*** TASK MATERIAL Section Begins ***
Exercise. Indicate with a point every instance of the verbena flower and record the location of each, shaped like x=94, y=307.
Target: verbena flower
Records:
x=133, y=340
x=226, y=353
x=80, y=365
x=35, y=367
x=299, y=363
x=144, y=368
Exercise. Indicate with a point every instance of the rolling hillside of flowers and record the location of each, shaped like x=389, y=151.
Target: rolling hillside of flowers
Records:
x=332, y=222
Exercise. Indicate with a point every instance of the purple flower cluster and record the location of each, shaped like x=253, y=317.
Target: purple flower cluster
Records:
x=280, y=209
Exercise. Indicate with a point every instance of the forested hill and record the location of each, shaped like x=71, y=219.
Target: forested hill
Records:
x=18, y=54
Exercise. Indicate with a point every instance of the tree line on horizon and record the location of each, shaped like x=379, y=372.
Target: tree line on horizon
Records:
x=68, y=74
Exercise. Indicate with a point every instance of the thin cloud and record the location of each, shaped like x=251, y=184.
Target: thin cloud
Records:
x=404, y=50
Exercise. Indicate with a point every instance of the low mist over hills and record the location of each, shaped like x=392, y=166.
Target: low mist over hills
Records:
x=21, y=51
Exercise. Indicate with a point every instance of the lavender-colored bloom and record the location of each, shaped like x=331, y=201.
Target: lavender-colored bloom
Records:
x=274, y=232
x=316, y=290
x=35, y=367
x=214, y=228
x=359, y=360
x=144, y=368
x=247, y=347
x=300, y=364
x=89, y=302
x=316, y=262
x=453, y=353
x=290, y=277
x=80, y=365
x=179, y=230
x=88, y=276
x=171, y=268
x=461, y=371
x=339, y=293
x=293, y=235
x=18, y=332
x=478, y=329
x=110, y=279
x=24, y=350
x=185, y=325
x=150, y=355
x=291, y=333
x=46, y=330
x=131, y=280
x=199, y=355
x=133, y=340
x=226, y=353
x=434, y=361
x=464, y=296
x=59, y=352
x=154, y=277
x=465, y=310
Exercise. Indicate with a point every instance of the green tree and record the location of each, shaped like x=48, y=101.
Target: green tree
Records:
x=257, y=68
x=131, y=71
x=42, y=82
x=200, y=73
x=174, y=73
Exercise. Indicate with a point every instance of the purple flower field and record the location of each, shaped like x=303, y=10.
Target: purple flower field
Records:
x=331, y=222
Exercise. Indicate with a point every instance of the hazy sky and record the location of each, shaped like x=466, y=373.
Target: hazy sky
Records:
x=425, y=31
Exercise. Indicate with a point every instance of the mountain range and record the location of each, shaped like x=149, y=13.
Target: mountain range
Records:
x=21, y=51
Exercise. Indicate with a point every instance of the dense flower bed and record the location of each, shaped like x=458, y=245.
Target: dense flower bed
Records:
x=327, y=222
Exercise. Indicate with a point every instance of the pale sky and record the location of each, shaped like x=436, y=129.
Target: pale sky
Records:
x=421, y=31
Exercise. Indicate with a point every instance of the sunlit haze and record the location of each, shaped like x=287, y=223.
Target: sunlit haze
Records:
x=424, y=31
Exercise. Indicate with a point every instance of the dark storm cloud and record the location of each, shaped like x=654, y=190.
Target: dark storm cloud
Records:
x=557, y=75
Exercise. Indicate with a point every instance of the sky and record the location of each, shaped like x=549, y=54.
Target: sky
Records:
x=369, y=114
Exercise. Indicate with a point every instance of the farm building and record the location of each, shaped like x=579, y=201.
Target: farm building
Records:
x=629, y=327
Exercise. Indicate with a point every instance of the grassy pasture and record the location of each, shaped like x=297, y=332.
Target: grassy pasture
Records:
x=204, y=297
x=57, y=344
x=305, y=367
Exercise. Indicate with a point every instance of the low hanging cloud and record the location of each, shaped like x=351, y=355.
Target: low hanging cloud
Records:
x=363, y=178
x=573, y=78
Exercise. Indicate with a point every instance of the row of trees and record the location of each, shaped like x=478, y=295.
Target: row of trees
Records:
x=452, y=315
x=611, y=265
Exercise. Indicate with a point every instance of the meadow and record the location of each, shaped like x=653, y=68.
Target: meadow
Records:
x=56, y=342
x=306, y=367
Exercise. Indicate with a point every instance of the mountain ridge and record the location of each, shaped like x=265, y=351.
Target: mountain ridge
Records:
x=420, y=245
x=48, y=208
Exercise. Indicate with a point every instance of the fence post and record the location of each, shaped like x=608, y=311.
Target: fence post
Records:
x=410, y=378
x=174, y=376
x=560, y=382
*** TASK MATERIAL Section Ends ***
> _TASK STATEMENT_: The records above need copying again. Keep each word as it is.

> _YOUR RESPONSE_:
Exercise. Indicate with a point every instance of the verbena flower and record the location of each, shaped like x=94, y=307.
Target: verbena flower
Records:
x=133, y=340
x=226, y=353
x=80, y=365
x=35, y=367
x=299, y=363
x=144, y=368
Exercise. Indicate with a point every instance of the rolling hillside of flowers and record the location of each, shaped like x=389, y=151.
Target: rolling hillside of flowers
Records:
x=332, y=222
Exercise. Indicate with a point every instance of the purple flower cluster and record the location of each, shaped like x=253, y=317.
Target: purple flower cluster
Records:
x=280, y=209
Exercise. Indicate with a point every instance of the forested hill and record the location of each, shaped like x=71, y=219.
Target: forested hill
Records:
x=18, y=54
Exercise. Indicate with a point every instance of the tree line on horizon and record the location of each, shaped like x=379, y=372.
Target: tree line on horizon
Records:
x=68, y=74
Exercise. Indicate with a point every instance of the thin cloud and record the location of each, shaped like x=251, y=184.
Target: thin cloud
Records:
x=404, y=50
Exercise. Indicate with a point every instance of the low mist over hills and record the location of each, shaped like x=392, y=166.
Target: low mist over hills
Records:
x=21, y=51
Exercise. Indicate with a point every instance of the lavender-colored bloom and record the location of each, shaped like x=331, y=201.
Target: lavender-colored bloom
Records:
x=274, y=232
x=316, y=290
x=35, y=367
x=214, y=228
x=359, y=360
x=144, y=368
x=247, y=347
x=300, y=364
x=89, y=302
x=316, y=262
x=453, y=353
x=290, y=277
x=80, y=365
x=179, y=230
x=88, y=276
x=171, y=268
x=461, y=371
x=339, y=293
x=293, y=235
x=18, y=332
x=478, y=329
x=110, y=279
x=24, y=350
x=185, y=325
x=150, y=355
x=291, y=333
x=46, y=330
x=131, y=280
x=199, y=355
x=133, y=340
x=226, y=353
x=434, y=361
x=464, y=296
x=59, y=352
x=154, y=277
x=465, y=310
Exercise. Indicate with a point every instance of the green tree and record the location of each, shaped like x=48, y=101.
Target: green tree
Records:
x=257, y=68
x=131, y=71
x=42, y=82
x=200, y=73
x=174, y=73
Exercise. Indicate with a point every instance of the purple flower field and record the location of each, shaped like x=303, y=10.
Target: purple flower field
Records:
x=331, y=222
Exercise. Indicate with a point every instance of the hazy sky and record the location of each, shaped like x=466, y=373.
Target: hazy sky
Records:
x=425, y=31
Exercise. Indicate with a point every instance of the mountain range and record the location of each, shaped like x=149, y=13.
Target: mountain range
Records:
x=21, y=51
Exercise. Indicate with a point every instance of the dense flower bed and record the location of each, shaped like x=458, y=245.
Target: dense flower bed
Records:
x=327, y=222
Exercise. Indicate with a point every instance of the pale sky and record the location of each, shaped like x=436, y=129.
Target: pale sky
Records:
x=421, y=31
Exercise. Indicate with a point every instance of the sunlit haze and record the location of each, shaped like x=287, y=223.
Target: sunlit haze
Records:
x=424, y=31
Exercise. Indicate with a point every instance of the dark storm cloud and record the location of each, shaped like x=654, y=190.
Target: dark storm cloud
Records:
x=557, y=75
Exercise. Indicate with a point every instance of the sky and record the location of each, shaped like x=549, y=54.
Target: sky
Records:
x=369, y=114
Exercise. Indicate with a point every instance of the farm building and record the location of each, shaped like x=579, y=201.
Target: farm building
Records:
x=629, y=327
Exercise. Indicate with a point every instance of the grassy pasture and record the location of each, shaped like x=297, y=332.
Target: grassy pasture
Records:
x=204, y=297
x=57, y=344
x=305, y=367
Exercise. Indicate with a point every instance of the low hanging cloud and record the location of each, shaped like x=351, y=355.
Target: low hanging cloud
Records:
x=363, y=178
x=573, y=78
Exercise. Indicate with a point every instance of the row of trees and record the location of each, shaped like x=478, y=295.
Target: row of trees
Records:
x=452, y=315
x=611, y=265
Exercise. Indicate with a point every instance of the meadow and record the location of each, shaped like x=653, y=68.
Target: meadow
Records:
x=56, y=342
x=306, y=367
Exercise. Indicate with a point every instance of the mountain ridge and record the location of each, shaped like x=265, y=351.
Target: mountain ridge
Records:
x=420, y=245
x=48, y=208
Exercise. Indicate with a point every instance of the fence post and record the location of each, shaped like x=608, y=311.
Target: fence post
Records:
x=410, y=378
x=174, y=376
x=560, y=382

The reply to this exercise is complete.